## Start Document extract

Dear Future Principal: Here is How You Can Positively Impact Student Learning
CompetencyWorks Blog
This past school vacation, I introduced my oldest two boys Brady and Cameron to the Back to the Future Trilogy, one of my all-time favorite movie series. Not surprisingly, they have now become obsessed with the fantasy of traveling back in time to connect with their younger counterparts to offer themselves advice on what their future might hold for them. Could they use this knowledge to improve their life? Could it help them avoid some major pitfalls? Like Brady and Cameron, I too dream about how my life might be different if I had knowledge of my future. What would I do differently at my school in my role as a high school principal, for example?
When I speak to school leaders about implementing a competency-based education model, I share a version of this story. In my version, I hypothesize about how the management of Blockbuster, one of America’s largest providers of home movie and video game rental services which reached its peak in 2004, would have played differently their decision to pass on buying Netflix for a bargain $50 million in 2000. “People will never want to order their movies online and wait for them to get mailed,” they might have said. “There will always be a need for a physical store where people can browse the movie and video game titles for themselves,” they might have added. Well, we all know how their story played out. If only they had knowledge about their future and how online subscriptions and streaming services would transform the media and entertainment sector in the first decade of the new millennium.
This year I will celebrate my sixth anniversary as Principal of Sanborn Regional High School in Kingston, New Hampshire. Early in this role my administrative team and I imagined a new design for our school that would utilize a competency-based, personalized model to engage our students in learning tasks and performance assessments that accurately measure learning and mastery of competency. In the Back to the Future movie series, the main characters often sent themselves letters of advice in the future and in the past. Here is the letter that I would write today to my counterpart who was in his first year as a school leader in 2010 working with his staff on a new competency-education design:
July 1, 2010
Dear Mr. Stack,
Congratulations on your appointment as high school principal. If my memory serves me correctly, today is your first official day on the job in your new role. You have just finished unpacking your office and you have now started looking through all of the files, records, and communications that your predecessor has left you to review. Remember that during the interview process, countless people in the school community asked you what YOU would do as a school leader to positively impact student learning. Your Superintendent Dr. Brian Blake was very direct with you when you were hired. He told you that he had concerns about student academic achievement and student engagement in the school. He told you that you had a very smart, hardworking staff but that they often worked as individuals and not as a team. He told you that the community wanted to see the development of a positive school culture and climate for each of its stakeholders that promoted respect, responsibility, ambition, and pride. He promised to help set the stage and be by your side as you worked collaboratively through solutions to these issues, and he kept his word. You have your work cut out for you. Luckily for you, you have a very smart group of teachers and administrators that are ready to take this journey with you. Together, you will all build a better educational system for the students in your school.

## End Document extract

### What you need to do
1 – Translate this sentence from the blog post into Spanish: "This year I will celebrate my sixth anniversary as Principal of Sanborn Regional High School in Kingston, New Hampshire."
2 – Answer these questions from the blog post:
(a) In what year did Blockbuster reach its peak?
(b) For what price did Blockbuster pass on buying Netflix in 2000?
(c) Who was the Superintendent named in the letter?
3 – List every quality that, according to the blog post, the community wanted a positive school culture and climate to promote.

## Start Data extract

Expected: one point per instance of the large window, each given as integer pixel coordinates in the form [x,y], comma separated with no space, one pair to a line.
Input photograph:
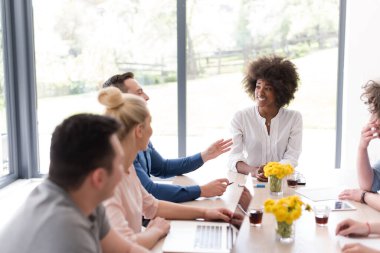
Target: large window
[4,157]
[77,50]
[223,36]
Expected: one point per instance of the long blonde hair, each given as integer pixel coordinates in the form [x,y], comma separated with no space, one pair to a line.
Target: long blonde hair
[129,109]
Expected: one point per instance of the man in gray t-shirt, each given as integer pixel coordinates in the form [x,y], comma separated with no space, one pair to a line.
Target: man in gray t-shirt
[64,213]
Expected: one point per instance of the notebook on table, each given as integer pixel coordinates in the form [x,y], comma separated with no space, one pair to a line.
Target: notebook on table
[205,236]
[372,242]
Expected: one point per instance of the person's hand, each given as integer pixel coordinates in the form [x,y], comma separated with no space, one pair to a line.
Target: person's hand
[160,225]
[369,132]
[259,174]
[216,149]
[352,228]
[218,214]
[351,194]
[357,248]
[214,188]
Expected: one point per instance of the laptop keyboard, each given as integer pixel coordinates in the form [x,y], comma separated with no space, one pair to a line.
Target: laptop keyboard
[208,237]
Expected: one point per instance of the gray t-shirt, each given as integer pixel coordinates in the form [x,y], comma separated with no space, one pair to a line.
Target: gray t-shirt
[49,221]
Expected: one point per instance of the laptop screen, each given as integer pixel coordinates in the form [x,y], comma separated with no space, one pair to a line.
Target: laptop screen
[241,208]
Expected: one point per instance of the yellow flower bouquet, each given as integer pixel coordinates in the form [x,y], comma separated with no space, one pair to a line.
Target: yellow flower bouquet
[276,171]
[286,211]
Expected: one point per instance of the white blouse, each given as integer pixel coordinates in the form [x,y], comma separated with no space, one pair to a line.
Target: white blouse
[253,145]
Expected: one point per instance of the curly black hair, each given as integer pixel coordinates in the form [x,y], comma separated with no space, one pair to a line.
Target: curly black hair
[278,72]
[371,97]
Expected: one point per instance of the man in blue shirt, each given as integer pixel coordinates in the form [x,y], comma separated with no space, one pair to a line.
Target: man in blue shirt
[150,162]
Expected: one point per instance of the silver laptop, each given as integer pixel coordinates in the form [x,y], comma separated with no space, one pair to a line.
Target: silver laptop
[204,236]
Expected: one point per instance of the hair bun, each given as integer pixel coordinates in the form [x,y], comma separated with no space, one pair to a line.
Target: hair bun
[111,97]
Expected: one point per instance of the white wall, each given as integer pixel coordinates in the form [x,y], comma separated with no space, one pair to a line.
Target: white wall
[362,63]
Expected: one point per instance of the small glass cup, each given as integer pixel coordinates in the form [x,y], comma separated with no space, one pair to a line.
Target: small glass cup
[256,216]
[292,180]
[321,213]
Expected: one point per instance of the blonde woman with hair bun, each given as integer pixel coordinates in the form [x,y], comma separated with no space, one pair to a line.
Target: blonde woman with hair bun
[131,200]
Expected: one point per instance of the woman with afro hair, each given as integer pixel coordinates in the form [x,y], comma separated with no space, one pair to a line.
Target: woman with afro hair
[267,132]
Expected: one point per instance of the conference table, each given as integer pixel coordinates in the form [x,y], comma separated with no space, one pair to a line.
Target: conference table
[308,236]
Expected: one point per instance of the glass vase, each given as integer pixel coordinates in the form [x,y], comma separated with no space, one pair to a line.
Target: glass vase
[275,186]
[285,232]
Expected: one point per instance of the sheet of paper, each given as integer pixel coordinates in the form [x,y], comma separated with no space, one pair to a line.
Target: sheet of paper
[372,242]
[319,194]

## End Data extract

### Solution list
1 – Este año celebraré mi sexto aniversario como director de Sanborn Regional High School en Kingston, New Hampshire.

2 –
(a) 2004
(b) $50 million
(c) Dr. Brian Blake

3 – Respect, responsibility, ambition, and pride.